- Problem to solve
Write back each entry precisely as it is given.

- Input
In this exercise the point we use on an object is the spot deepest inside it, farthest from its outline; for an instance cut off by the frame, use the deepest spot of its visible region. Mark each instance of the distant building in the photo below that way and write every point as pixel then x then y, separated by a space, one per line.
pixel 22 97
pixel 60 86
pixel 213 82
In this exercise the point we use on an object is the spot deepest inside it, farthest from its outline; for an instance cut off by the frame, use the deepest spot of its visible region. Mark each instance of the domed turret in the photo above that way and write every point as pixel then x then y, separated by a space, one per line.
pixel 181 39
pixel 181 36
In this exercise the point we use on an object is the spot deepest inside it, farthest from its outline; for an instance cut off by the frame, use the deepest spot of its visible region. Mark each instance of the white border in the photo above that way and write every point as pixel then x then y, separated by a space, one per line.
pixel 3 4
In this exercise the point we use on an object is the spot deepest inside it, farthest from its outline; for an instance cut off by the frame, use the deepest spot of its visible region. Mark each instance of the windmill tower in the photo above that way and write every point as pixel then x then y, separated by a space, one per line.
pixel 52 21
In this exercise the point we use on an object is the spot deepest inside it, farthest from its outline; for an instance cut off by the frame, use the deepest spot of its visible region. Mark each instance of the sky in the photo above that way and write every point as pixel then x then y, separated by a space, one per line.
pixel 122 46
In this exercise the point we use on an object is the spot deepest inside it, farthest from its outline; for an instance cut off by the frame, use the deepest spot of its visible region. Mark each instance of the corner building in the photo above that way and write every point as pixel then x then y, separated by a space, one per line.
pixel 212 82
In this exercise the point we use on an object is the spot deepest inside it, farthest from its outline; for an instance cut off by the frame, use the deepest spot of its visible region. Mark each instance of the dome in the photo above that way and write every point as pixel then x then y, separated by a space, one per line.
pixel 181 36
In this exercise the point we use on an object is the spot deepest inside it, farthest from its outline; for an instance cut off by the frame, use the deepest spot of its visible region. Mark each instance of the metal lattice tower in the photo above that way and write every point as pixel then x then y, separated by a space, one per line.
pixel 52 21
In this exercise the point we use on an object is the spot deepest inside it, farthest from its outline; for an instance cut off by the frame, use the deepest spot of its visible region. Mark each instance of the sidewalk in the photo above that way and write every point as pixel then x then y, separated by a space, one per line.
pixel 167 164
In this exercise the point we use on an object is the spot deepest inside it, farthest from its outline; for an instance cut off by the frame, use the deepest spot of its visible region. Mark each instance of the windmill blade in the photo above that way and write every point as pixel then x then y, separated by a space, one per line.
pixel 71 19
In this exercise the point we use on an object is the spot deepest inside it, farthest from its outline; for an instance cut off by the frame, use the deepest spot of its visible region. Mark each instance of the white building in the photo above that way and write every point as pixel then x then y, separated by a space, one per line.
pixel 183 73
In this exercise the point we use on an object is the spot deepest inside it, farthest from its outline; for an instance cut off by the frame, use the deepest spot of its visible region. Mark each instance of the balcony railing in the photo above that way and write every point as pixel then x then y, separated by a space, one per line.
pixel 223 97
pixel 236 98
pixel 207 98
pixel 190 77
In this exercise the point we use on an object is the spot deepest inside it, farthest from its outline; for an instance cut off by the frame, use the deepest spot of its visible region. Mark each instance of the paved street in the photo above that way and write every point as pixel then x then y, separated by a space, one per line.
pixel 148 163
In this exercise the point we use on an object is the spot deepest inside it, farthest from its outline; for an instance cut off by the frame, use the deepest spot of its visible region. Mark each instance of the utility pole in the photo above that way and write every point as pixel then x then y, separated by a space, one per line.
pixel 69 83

- Task answer
In this exercise the point we use on an object is the spot deepest inside it, farthest from its outline; for an instance cut off by the frame, use the deepest spot of its visible region. Mark each instance of the distant building in the photo below that way and write every point as pixel then x then y, separated by a space, one per line.
pixel 22 97
pixel 60 86
pixel 213 82
In this exercise the point we use on an object is the spot deepest inside it, farthest from its outline; for an instance cut off by the frame, use the deepest spot of its visible region. Mark each instance of the domed turret in the photo above that way and write every point as pixel then x then y, separated by a space, one per line.
pixel 181 39
pixel 181 36
In this exercise the point we use on an object is the spot deepest inside it, farthest from its outline; for an instance cut off by the frame, use the deepest spot of its visible region. Mark each instance of the white border in the photo above that way and write every point as pixel then x then y, separated by a space, one per line.
pixel 3 4
In this exercise the point we use on an object is the spot deepest inside it, farthest from its outline; for an instance cut off by the frame, use the deepest spot of its visible region. Mark each instance of the windmill tower in the photo above that way and write every point as pixel then x then y, separated by a space, one per line.
pixel 52 21
In this exercise the point we use on an object is the spot deepest inside it, farthest from its outline; for an instance cut off by the frame, use the deepest spot of its visible region. Mark each instance of the sky in the photo above that way and write every point as pixel then x then y, separated by a space, one per line.
pixel 122 46
In this exercise the point we use on an object is the spot deepest inside it, farthest from its outline; for an instance cut off by the frame, use the deepest spot of its visible region. Mark each instance of the corner building in the photo above that way and write every point as pixel then x then y, separated by a space, one per line.
pixel 212 82
In this exercise the point we use on an object is the spot deepest inside it, farthest from its outline; for an instance cut off by the frame, use the deepest spot of its visible region. Mark each instance of the dome in the photo above that way and write every point as pixel then x then y, separated by a space, one per line.
pixel 181 36
In this exercise the point we use on an object is the spot deepest inside it, farthest from its outline; for an instance cut off by the frame, use the deepest spot of its visible region. Mark each instance of the metal lattice tower in the photo above that way and write every point as pixel then x then y, separated by a space, one per line.
pixel 52 21
In this exercise the point we use on an object is the spot deepest inside it, farthest from its outline; for an instance cut off by the frame, use the deepest spot of its visible region. Mark each instance of the sidewalk in the photo above that way and write every point as pixel then x then y, separated by a space, one per line.
pixel 167 164
In this exercise the point we use on an object is the spot deepest inside it, farthest from its outline; for an instance cut off by the frame, use the deepest spot of its visible region. Mark each instance of the windmill blade in the photo above that way and write every point as pixel then x then y, separated by a space, one per line.
pixel 71 19
In this exercise the point we use on an object is the spot deepest inside it, farthest from its outline; for an instance cut off by the frame, use the deepest spot of its visible region. Mark each instance of the white building in the photo above that way and write every point as pixel then x then y, separated by a space, one per line.
pixel 183 73
In this exercise the point we use on an object is the spot deepest inside it, farthest from its outline; for an instance cut off by the frame, use the deepest spot of its visible region. Mark each instance of the balcony railing in the photo above that way and write every point as pixel then x then y, separated by a space, one per line.
pixel 223 97
pixel 236 98
pixel 207 98
pixel 190 77
In this exercise the point we use on an object is the spot deepest inside it, farthest from its outline; for an instance cut off by the frame, use the deepest spot of its visible region. Mark each instance of the paved street in the photo above that way and write every point as pixel then x then y, separated by a space, one per line.
pixel 148 163
In this exercise the point we use on an object is the spot deepest inside it, farthest from its outline; for an instance cut off by the frame, use the deepest spot of its visible region. Mark each instance of the utility pole in the photo above that way and write every point as pixel then x then y, separated by a space, one per line.
pixel 69 83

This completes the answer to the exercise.